═════ Working data

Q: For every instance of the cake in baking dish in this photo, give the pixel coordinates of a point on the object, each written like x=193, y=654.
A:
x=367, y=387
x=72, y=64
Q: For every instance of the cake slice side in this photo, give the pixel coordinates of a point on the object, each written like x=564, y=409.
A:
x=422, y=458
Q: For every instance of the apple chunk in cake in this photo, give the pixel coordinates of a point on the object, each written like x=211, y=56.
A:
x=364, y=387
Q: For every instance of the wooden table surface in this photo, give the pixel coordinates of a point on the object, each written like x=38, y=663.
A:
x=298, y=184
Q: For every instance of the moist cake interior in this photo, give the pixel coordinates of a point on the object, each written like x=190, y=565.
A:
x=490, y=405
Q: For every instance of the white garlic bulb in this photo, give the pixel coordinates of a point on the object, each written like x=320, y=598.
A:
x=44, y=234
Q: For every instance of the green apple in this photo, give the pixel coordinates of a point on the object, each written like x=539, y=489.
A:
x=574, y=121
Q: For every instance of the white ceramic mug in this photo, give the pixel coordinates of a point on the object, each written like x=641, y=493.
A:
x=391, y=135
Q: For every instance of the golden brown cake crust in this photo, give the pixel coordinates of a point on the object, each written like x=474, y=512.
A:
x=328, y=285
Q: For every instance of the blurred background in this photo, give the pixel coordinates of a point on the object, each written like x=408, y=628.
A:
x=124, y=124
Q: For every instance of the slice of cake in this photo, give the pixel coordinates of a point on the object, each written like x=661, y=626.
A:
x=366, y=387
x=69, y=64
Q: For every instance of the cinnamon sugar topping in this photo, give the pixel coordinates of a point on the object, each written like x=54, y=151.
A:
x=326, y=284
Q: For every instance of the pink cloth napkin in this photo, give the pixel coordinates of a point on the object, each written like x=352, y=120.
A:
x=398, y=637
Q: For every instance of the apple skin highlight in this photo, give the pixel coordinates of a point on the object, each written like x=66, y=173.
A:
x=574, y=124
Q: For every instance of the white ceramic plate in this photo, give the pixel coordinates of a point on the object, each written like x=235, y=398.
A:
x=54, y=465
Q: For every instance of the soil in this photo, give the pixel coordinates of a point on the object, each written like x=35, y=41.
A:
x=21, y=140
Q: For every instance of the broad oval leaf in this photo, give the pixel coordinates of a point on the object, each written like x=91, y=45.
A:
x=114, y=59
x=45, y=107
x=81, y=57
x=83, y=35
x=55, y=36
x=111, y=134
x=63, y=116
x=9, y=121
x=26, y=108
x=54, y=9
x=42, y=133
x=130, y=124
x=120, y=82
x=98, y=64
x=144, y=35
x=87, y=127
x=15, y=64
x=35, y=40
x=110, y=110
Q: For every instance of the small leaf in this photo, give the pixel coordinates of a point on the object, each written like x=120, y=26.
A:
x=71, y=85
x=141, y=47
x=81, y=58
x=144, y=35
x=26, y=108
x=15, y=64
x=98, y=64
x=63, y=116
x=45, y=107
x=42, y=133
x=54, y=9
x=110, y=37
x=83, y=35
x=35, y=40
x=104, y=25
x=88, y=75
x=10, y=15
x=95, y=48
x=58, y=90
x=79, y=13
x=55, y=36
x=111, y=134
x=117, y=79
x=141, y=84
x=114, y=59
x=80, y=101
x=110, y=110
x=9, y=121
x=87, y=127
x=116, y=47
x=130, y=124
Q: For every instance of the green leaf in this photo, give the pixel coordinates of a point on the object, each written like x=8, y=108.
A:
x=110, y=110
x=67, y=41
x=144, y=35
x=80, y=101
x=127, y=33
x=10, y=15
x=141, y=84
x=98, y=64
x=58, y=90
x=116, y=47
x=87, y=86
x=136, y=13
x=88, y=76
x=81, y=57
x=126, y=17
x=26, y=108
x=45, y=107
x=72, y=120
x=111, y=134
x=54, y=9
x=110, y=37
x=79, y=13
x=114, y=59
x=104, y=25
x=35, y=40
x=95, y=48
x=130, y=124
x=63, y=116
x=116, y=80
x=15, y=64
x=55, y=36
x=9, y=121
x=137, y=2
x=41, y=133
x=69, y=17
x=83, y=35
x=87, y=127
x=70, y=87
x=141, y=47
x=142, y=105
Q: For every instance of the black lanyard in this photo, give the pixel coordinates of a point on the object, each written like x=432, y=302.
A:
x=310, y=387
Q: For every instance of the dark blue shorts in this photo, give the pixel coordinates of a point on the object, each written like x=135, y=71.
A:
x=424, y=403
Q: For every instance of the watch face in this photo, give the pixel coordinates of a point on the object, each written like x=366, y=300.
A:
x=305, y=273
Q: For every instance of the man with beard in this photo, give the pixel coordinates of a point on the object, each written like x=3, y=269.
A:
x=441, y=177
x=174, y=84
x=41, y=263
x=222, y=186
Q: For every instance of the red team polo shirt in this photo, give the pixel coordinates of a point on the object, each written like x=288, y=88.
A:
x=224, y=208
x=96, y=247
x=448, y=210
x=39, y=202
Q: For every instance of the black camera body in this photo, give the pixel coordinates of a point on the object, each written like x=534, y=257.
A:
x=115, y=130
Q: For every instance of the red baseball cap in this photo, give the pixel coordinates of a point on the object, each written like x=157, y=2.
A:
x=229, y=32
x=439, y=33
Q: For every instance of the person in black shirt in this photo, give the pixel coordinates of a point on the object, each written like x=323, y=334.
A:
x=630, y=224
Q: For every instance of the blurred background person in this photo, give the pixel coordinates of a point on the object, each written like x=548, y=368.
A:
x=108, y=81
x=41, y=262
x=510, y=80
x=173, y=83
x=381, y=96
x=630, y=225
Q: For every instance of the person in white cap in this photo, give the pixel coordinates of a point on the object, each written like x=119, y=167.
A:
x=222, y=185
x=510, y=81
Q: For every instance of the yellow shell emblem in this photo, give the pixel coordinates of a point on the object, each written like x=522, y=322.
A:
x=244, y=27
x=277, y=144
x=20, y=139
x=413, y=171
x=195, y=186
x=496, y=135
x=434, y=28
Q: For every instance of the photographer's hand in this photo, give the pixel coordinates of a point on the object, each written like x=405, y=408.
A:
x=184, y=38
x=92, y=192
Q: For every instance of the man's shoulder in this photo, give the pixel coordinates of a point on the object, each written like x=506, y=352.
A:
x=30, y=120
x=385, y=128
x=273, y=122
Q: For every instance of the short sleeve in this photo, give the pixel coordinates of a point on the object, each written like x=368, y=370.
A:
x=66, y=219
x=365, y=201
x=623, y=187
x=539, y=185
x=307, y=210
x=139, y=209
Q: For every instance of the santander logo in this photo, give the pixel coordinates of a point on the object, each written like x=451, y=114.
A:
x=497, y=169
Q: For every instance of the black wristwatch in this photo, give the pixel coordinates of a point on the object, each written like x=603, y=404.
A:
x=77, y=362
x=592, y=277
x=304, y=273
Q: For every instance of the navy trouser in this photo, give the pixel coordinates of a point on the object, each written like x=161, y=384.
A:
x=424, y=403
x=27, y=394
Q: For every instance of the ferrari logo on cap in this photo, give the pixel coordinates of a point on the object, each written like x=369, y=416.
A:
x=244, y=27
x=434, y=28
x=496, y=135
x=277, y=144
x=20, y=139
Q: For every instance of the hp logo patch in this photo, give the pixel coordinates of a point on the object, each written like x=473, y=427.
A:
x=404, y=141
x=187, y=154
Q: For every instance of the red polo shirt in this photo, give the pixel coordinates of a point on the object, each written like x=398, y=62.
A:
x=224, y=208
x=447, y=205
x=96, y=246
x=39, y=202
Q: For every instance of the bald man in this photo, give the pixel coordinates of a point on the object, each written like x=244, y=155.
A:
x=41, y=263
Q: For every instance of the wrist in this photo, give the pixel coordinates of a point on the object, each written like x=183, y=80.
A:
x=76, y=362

══════════

Task objective: Each line of the data above is to be set down exactly.

Task solution:
Q: For every instance of the cake in baking dish in this photo, give the pixel coordinates of a point on the object, each written like x=193, y=654.
A:
x=367, y=387
x=72, y=64
Q: For every instance of the cake slice side in this photo, give the pixel coordinates of a point on the object, each written like x=564, y=409.
A:
x=422, y=458
Q: For every instance of the apple chunk in cake in this photo, give the pixel coordinates of a point on the object, each written like x=211, y=56.
A:
x=364, y=387
Q: For every instance of the wooden table surface in this photo, give the pixel coordinates of a point on the object, each written like x=38, y=663.
A:
x=298, y=184
Q: For every instance of the moist cake interior in this photo, give the pixel coordinates of a point on the object, each written like x=190, y=565.
A:
x=490, y=405
Q: For every instance of the white garlic bulb in this photo, give the pixel coordinates of a point on the object, each written like x=320, y=598.
A:
x=44, y=234
Q: For every instance of the green apple in this photo, give the pixel coordinates of a point on the object, each written like x=539, y=489.
A:
x=574, y=121
Q: For every instance of the white ceramic mug in this photo, give the pixel coordinates of a point on the object, each written like x=641, y=493.
A:
x=391, y=135
Q: For every instance of the golden brown cake crust in this photo, give the pixel coordinates of a point on the object, each written like x=474, y=512.
A:
x=328, y=285
Q: For every instance of the blurred background in this photo, give the pixel coordinates of a point on the object, each written like x=408, y=628.
A:
x=124, y=124
Q: For every instance of the slice of cake in this photo, give the pixel coordinates of a point on the object, each written like x=661, y=626.
A:
x=366, y=387
x=69, y=64
Q: For every instance of the cinnamon sugar topping in this photo, give the pixel coordinates of a point on the object, each written like x=54, y=151.
A:
x=326, y=284
Q: For every instance of the pink cloth napkin in this photo, give the pixel coordinates of a point on the object, each written like x=352, y=120.
A:
x=398, y=637
Q: For every instance of the apple skin highlight in this photo, give the pixel coordinates of a point on the object, each written like x=66, y=173.
A:
x=574, y=124
Q: For every instance of the white ceramic plate in this photo, give the pixel coordinates of a point on the object, each written like x=235, y=398.
A:
x=54, y=465
Q: For every instance of the soil in this photo, give the pixel coordinates of a point on the object, each written like x=35, y=41.
A:
x=21, y=140
Q: For every instance of the broad oval leaf in this photo, give the pixel coordinates of a point on the object, each written like x=91, y=45.
A:
x=114, y=59
x=45, y=107
x=81, y=57
x=83, y=35
x=55, y=36
x=111, y=134
x=63, y=116
x=9, y=121
x=26, y=108
x=54, y=9
x=42, y=133
x=130, y=124
x=120, y=82
x=98, y=64
x=144, y=35
x=87, y=127
x=15, y=64
x=35, y=40
x=110, y=110
Q: For every instance of the small leaf in this photo, give the pixel coordinates of a point on the object, each written like x=120, y=26.
A:
x=71, y=85
x=141, y=47
x=81, y=58
x=144, y=35
x=26, y=108
x=15, y=64
x=98, y=64
x=63, y=116
x=45, y=107
x=42, y=133
x=54, y=9
x=110, y=37
x=83, y=35
x=35, y=40
x=104, y=25
x=88, y=75
x=10, y=15
x=95, y=48
x=58, y=90
x=79, y=13
x=55, y=36
x=111, y=134
x=117, y=79
x=141, y=84
x=114, y=59
x=80, y=101
x=110, y=110
x=9, y=121
x=87, y=127
x=116, y=47
x=130, y=124
Q: For every instance of the green leaf in this photo, give the pixel coordinates of a point on the object, each written like x=8, y=108.
A:
x=110, y=110
x=67, y=41
x=144, y=35
x=80, y=101
x=127, y=33
x=10, y=15
x=141, y=84
x=98, y=64
x=58, y=90
x=116, y=47
x=87, y=86
x=136, y=13
x=88, y=76
x=81, y=57
x=126, y=17
x=26, y=108
x=45, y=107
x=72, y=120
x=111, y=134
x=54, y=9
x=110, y=37
x=79, y=13
x=114, y=59
x=104, y=25
x=35, y=40
x=95, y=48
x=130, y=124
x=63, y=116
x=116, y=80
x=15, y=64
x=55, y=36
x=9, y=121
x=137, y=2
x=41, y=133
x=69, y=17
x=83, y=35
x=87, y=127
x=70, y=87
x=141, y=47
x=142, y=105
Q: For every instance of the black lanyard in this photo, give the pixel coordinates of a point on the object, each written like x=432, y=302.
A:
x=310, y=387
Q: For every instance of the dark blue shorts in this photo, give the pixel coordinates of a point on the object, each written like x=135, y=71.
A:
x=424, y=403
Q: For every instance of the watch face in this photo, give the pixel coordinates of a point on the object, each written like x=366, y=300.
A:
x=305, y=273
Q: For every instance of the man with beard in this photo, give the pixel coordinates of a point on the object, each written like x=3, y=269.
A:
x=441, y=177
x=174, y=84
x=41, y=263
x=222, y=186
Q: For every instance of the red team polo shirt in this photo, give the pixel coordinates of a point on the object, each written like x=288, y=88.
A:
x=224, y=208
x=96, y=247
x=448, y=210
x=39, y=202
Q: For every instance of the black camera body in this photo, give the pixel coordinates of a point on the object, each written like x=534, y=257.
A:
x=115, y=130
Q: For every instance of the red baseball cap in this photo, give the pixel coordinates of a point on the object, each written like x=157, y=2.
A:
x=229, y=32
x=439, y=33
Q: For every instance of the person in black shirt in this photo, give the pixel coordinates of a point on the object, each written like x=323, y=334.
A:
x=630, y=224
Q: For every instance of the blurred background person in this photo, give the pixel coordinates of a point on the object, each written like x=548, y=368.
A:
x=108, y=81
x=41, y=262
x=510, y=80
x=173, y=83
x=381, y=96
x=630, y=225
Q: For every instance of the person in white cap in this photo, give the pixel coordinates of a point on the object, each written like x=119, y=167.
A:
x=222, y=185
x=510, y=81
Q: For every instance of the yellow shell emblem in this photo, give the pixel coordinates of a point on the object, each written like x=522, y=322.
A:
x=244, y=27
x=277, y=144
x=20, y=139
x=413, y=171
x=195, y=186
x=496, y=135
x=434, y=28
Q: For every instance of the photographer's hand in this photo, give the pixel coordinates of a point on the object, each written like x=405, y=408.
A:
x=184, y=38
x=92, y=192
Q: For every instance of the man's shoulder in this photo, give the pixel coordinates of a point on the object, each written like x=506, y=352.
A:
x=30, y=120
x=385, y=128
x=273, y=122
Q: For every instance of the short sleeve in this photo, give the pixel coordinates of a point on the object, each written like x=368, y=370.
A:
x=66, y=219
x=365, y=201
x=623, y=187
x=539, y=185
x=307, y=210
x=139, y=209
Q: For every instance of the santander logo in this photo, give the pixel coordinates of a point on the object, each written like x=451, y=114.
A:
x=497, y=169
Q: For every instance of the black wristwatch in this photo, give the pixel coordinates of a point on the object, each written like x=603, y=404.
A:
x=77, y=362
x=592, y=277
x=304, y=273
Q: For every instance of the navy trouser in this photo, give the pixel coordinates of a point on the object, each written like x=161, y=384.
A:
x=424, y=403
x=27, y=394
Q: For every instance of the ferrari logo on cap in this photo, give the pixel coordinates of a point on the object, each written like x=369, y=416.
A:
x=244, y=27
x=434, y=28
x=496, y=135
x=277, y=144
x=20, y=139
Q: For every instance of the hp logo patch in this photo, give the pixel coordinates of a point on the object, each written like x=473, y=427.
A:
x=404, y=141
x=187, y=154
Q: For every instance of the red polo shirt in this photo, give the pixel coordinates of a point on the object, each written like x=398, y=62.
A:
x=224, y=208
x=447, y=205
x=96, y=246
x=39, y=202
Q: For every instance of the bald man in this photo, give the pixel coordinates of a point on the object, each written like x=244, y=155.
A:
x=41, y=263
Q: For every instance of the wrist in this photo, give the pixel coordinates of a point on the object, each written like x=183, y=80.
A:
x=76, y=362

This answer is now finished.